The Jacksonville women’s rugby team has been rucking through Jacksonville for 11 years. The Sinners are focused on becoming an integral part of the community, while growing the sport by partnering with other rugby teams and supporting youth programs.

Rugby is unlike any other sport. There’s a place for every body type in the game, and each individual fitness level affects the whole team. Players have to know how to be both offensive and defensive and be able to switch between the two in a second. Plays change constantly, requiring players to stay alert and know how to strategize according to their teammates’ strengths and weaknesses.

Two Sinners exemplify this. One, Miranda Barnard, who only started playing two years ago — four months after she’d had a baby. She won Rookie of the Year her first year, and is now Fundraising Chair for the Board of Directors. The other, Samantha Norman, started playing seven years ago and is now co-captain of the team.

Both are “backs,” which provide speed and agility to the team. Their main focus is to get the ball from the forwards and attempt to score. They have to be able to evade defenders, and also attack, run and kick. They defend their goal, and simultaneously push against the other side to score a try (goal).

Barnard plays both fullback and winger. As a fullback, she’s considered the last line of defense. She has to have confidence in handling the ball, tackling and be a good kicker. As a winger, she stays on the outside, waiting for her opportunity to get the ball and run down the field for a try. She’s fast and agile, discovering rugby after roller derby became “too soft” for her liking. “The passion, the fire, was immediate,” she said.

** OBJECTIVE A **
Name every rugby position or group of positions mentioned in the rugby team article.
The article and the listing that follows have no connection to each other.

Labeled shape records

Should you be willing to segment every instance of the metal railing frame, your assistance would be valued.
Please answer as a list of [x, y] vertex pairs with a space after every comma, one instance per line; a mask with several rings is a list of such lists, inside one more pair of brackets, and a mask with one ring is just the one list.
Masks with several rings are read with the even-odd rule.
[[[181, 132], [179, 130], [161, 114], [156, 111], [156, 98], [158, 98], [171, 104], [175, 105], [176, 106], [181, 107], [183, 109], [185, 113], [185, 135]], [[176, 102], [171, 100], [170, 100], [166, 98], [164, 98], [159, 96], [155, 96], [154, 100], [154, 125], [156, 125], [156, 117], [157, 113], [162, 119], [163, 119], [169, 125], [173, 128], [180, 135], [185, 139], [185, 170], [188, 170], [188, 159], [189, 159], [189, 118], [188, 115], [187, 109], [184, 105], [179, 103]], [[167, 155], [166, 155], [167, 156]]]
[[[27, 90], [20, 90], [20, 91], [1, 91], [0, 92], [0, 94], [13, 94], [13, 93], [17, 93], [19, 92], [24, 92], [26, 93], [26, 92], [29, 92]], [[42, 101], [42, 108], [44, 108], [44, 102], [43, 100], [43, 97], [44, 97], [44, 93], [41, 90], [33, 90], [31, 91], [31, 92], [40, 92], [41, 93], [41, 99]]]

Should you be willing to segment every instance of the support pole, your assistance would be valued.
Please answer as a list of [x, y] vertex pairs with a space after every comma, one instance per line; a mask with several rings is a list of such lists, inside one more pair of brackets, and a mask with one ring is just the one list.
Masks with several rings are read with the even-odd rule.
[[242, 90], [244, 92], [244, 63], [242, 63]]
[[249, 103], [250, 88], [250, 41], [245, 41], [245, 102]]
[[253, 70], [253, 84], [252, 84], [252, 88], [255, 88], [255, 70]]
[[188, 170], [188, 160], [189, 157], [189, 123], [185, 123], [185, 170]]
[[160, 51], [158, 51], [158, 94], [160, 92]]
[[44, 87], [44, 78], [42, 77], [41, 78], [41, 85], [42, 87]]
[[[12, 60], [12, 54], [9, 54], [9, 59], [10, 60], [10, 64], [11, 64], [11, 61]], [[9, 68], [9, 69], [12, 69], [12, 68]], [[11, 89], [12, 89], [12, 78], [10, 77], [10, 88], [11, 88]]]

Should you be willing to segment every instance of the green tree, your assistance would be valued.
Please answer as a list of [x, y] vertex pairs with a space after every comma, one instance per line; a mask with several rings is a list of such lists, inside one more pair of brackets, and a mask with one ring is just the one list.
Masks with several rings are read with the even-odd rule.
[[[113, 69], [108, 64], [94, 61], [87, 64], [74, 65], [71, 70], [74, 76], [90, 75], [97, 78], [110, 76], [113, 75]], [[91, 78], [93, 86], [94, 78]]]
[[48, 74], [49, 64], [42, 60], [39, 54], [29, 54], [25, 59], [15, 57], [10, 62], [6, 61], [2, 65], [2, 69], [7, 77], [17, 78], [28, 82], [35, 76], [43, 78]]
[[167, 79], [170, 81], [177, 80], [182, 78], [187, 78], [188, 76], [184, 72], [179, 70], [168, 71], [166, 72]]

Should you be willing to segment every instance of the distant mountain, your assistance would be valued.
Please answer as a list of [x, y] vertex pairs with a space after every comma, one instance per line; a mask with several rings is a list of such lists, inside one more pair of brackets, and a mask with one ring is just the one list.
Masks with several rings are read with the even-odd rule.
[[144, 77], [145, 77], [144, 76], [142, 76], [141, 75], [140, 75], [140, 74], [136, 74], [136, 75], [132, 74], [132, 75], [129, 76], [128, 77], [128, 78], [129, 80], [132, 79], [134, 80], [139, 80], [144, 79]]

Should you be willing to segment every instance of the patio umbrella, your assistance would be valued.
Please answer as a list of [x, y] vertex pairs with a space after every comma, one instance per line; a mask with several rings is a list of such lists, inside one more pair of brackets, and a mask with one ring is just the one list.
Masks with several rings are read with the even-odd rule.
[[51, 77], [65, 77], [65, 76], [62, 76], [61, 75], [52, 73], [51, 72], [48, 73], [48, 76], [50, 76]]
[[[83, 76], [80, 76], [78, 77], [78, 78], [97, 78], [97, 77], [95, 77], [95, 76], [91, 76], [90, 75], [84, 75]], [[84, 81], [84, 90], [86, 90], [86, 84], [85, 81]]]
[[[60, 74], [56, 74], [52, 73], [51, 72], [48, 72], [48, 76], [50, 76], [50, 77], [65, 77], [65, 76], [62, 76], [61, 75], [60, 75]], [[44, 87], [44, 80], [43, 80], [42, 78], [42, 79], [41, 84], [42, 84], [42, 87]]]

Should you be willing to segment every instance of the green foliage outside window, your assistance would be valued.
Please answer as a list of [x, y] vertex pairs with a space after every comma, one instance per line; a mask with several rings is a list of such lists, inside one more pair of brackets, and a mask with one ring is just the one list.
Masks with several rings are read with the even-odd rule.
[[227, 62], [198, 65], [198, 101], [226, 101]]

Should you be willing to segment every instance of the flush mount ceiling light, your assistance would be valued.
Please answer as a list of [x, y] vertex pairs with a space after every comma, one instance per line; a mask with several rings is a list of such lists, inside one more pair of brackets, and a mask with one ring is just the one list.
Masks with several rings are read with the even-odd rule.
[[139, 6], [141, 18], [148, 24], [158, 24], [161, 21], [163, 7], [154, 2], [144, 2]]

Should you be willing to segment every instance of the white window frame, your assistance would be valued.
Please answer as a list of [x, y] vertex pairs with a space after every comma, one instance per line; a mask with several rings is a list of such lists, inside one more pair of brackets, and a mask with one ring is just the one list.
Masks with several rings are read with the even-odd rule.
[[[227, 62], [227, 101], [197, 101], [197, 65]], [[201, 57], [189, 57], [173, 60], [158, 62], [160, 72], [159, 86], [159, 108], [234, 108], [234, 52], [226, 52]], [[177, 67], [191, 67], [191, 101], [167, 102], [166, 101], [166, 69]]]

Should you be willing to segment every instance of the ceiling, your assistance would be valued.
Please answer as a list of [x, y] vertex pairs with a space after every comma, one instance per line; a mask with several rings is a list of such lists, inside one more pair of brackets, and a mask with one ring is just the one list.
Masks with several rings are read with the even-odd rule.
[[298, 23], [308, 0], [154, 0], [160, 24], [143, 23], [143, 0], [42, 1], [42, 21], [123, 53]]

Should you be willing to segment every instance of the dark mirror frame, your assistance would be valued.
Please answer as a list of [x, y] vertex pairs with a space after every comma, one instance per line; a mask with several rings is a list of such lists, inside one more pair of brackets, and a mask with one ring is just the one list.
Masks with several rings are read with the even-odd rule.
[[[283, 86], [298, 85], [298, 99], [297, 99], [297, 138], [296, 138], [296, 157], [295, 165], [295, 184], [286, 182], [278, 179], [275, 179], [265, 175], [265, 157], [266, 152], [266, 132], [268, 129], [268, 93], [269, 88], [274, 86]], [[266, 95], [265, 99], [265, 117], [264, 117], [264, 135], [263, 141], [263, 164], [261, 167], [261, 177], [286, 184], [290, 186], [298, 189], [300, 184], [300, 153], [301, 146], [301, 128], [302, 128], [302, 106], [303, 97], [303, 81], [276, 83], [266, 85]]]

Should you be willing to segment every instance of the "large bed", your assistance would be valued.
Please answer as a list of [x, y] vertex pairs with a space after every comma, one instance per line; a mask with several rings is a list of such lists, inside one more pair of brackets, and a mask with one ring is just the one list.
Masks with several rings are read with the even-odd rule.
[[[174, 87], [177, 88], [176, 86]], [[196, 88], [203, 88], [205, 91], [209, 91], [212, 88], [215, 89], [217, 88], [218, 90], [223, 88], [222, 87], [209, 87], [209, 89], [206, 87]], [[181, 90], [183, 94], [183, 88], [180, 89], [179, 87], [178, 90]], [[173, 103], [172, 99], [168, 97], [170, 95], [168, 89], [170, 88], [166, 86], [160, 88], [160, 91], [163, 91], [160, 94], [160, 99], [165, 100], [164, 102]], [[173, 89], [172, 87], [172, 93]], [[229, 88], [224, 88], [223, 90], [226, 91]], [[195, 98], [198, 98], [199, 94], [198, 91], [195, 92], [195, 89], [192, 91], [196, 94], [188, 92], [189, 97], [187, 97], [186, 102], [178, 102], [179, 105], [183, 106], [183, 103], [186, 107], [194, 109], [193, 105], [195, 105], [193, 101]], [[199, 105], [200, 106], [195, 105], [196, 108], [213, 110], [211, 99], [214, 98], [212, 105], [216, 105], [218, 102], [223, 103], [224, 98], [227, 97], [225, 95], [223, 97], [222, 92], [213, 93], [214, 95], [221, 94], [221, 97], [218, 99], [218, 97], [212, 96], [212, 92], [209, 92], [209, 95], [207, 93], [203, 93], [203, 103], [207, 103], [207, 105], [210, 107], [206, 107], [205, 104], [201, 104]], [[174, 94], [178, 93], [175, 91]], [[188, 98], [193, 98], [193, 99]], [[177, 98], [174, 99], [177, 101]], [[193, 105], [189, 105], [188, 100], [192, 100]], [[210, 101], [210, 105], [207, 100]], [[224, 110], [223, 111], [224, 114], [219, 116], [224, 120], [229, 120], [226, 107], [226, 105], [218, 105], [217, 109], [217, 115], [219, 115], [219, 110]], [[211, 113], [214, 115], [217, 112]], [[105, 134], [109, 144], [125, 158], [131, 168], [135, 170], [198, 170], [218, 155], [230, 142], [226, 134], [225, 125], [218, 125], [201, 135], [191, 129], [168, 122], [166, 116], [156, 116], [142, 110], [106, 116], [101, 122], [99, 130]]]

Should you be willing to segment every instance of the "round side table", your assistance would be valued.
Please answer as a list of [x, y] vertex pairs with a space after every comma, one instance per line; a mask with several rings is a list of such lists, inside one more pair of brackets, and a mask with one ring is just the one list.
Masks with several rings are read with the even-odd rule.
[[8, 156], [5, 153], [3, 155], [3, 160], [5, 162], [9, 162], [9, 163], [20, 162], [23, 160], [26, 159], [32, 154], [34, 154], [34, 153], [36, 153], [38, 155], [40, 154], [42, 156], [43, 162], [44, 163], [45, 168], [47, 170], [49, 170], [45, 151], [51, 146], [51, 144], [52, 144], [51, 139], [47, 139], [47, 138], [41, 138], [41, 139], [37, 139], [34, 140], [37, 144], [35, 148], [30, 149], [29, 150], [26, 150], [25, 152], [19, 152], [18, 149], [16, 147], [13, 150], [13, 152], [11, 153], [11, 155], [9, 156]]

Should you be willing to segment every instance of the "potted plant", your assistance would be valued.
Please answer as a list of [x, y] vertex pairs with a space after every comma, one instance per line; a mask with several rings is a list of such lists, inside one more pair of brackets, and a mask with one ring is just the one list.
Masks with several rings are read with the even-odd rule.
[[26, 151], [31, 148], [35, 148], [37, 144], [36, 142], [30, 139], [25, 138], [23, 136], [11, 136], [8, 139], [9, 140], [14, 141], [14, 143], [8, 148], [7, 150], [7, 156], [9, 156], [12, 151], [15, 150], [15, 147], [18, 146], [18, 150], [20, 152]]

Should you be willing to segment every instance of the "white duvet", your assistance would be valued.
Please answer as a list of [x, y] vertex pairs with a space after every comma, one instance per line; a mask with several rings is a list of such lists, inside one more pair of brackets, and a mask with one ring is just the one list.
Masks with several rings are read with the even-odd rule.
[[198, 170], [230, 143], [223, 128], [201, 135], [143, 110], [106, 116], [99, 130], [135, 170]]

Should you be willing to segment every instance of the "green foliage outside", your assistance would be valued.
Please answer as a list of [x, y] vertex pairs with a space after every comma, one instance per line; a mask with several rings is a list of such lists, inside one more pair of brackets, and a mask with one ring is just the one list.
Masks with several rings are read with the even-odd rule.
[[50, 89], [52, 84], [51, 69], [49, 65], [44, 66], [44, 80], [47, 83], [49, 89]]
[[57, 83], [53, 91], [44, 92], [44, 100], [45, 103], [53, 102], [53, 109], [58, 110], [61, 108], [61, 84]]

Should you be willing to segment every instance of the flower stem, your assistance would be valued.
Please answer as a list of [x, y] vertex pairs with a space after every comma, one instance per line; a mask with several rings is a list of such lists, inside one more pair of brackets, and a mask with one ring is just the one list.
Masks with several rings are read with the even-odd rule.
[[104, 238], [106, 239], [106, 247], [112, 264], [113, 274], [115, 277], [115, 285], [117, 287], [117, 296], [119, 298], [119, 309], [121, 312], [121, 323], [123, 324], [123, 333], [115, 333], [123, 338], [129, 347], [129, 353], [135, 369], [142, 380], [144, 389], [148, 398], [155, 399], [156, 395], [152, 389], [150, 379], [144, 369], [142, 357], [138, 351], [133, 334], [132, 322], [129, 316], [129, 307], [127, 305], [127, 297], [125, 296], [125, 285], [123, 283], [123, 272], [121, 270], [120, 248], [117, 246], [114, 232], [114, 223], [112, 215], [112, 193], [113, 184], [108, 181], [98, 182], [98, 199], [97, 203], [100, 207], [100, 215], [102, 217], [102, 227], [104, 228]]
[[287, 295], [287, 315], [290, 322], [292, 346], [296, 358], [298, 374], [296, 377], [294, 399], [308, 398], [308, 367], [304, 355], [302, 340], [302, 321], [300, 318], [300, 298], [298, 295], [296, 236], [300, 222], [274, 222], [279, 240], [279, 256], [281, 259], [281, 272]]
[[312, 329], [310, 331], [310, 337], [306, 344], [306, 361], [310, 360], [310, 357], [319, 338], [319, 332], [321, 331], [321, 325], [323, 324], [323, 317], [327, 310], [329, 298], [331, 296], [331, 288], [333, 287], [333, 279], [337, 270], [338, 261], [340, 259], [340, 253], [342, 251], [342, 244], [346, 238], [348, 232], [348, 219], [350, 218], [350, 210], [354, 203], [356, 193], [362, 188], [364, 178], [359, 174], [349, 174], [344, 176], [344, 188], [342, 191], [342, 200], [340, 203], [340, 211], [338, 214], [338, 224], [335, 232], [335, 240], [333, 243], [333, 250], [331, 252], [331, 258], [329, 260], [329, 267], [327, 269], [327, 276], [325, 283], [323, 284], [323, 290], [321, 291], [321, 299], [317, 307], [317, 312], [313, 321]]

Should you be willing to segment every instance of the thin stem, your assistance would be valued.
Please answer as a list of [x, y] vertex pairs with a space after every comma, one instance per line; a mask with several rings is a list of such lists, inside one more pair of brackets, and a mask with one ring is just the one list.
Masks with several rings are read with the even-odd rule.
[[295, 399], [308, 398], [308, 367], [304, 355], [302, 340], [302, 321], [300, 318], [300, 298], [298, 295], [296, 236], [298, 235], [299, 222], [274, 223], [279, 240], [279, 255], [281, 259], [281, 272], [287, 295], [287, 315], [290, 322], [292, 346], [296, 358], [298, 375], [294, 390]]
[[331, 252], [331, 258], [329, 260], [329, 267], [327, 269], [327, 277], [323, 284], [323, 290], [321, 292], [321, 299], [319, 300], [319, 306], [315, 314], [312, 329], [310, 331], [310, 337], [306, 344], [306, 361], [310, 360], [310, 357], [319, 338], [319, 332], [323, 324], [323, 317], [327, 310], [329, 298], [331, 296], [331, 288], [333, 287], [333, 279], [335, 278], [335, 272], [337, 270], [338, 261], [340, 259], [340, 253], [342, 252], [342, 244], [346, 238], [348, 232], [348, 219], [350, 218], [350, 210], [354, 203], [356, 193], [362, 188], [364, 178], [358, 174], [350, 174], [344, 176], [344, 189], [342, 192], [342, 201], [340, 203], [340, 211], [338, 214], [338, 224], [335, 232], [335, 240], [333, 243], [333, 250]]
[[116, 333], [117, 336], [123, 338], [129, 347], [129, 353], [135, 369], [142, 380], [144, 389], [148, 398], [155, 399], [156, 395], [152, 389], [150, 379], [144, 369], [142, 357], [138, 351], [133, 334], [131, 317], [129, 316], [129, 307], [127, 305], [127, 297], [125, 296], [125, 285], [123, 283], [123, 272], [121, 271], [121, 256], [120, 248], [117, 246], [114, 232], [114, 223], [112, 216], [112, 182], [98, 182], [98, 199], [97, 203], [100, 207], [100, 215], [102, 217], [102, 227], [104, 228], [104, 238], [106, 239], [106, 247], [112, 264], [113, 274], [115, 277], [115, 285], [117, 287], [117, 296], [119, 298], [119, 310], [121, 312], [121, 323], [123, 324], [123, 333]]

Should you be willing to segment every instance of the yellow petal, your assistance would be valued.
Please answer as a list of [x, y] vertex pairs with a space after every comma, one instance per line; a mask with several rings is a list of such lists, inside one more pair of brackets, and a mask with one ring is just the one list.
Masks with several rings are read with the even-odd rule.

** OBJECTIVE B **
From the labeled shape records, provide as a numbered list the lines starting at the first line and ending at the line that contains "93], [41, 99]]]", with blank lines left out.

** FINISHED ANSWER A **
- backs
- forwards
- fullback
- winger

** FINISHED ANSWER B **
1. Should you be willing to segment every instance of the metal railing frame, your assistance would be valued.
2. Please answer as a list of [x, y] vertex pairs with a space after every comma, one instance per line; a mask with several rings is a list of such lists, inside one more pair of brackets, and a mask with one ring is just the one list.
3. Masks with several rings are read with the even-odd rule.
4. [[[181, 132], [179, 130], [161, 114], [156, 111], [156, 98], [158, 98], [171, 104], [175, 105], [176, 106], [181, 107], [183, 109], [185, 113], [185, 135]], [[176, 102], [171, 100], [170, 100], [166, 98], [164, 98], [159, 96], [155, 96], [154, 100], [154, 125], [156, 125], [156, 117], [157, 113], [162, 119], [163, 119], [169, 125], [173, 128], [180, 135], [185, 139], [185, 170], [188, 170], [188, 159], [189, 159], [189, 118], [188, 115], [187, 109], [184, 105], [179, 103]], [[167, 155], [166, 155], [167, 156]]]
5. [[[27, 90], [20, 90], [20, 91], [1, 91], [0, 92], [0, 94], [13, 94], [13, 93], [17, 93], [19, 92], [24, 92], [26, 93], [26, 92], [29, 92]], [[42, 101], [42, 108], [44, 108], [44, 102], [43, 100], [43, 97], [44, 97], [44, 93], [41, 90], [33, 90], [31, 91], [31, 92], [40, 92], [41, 93], [41, 99]]]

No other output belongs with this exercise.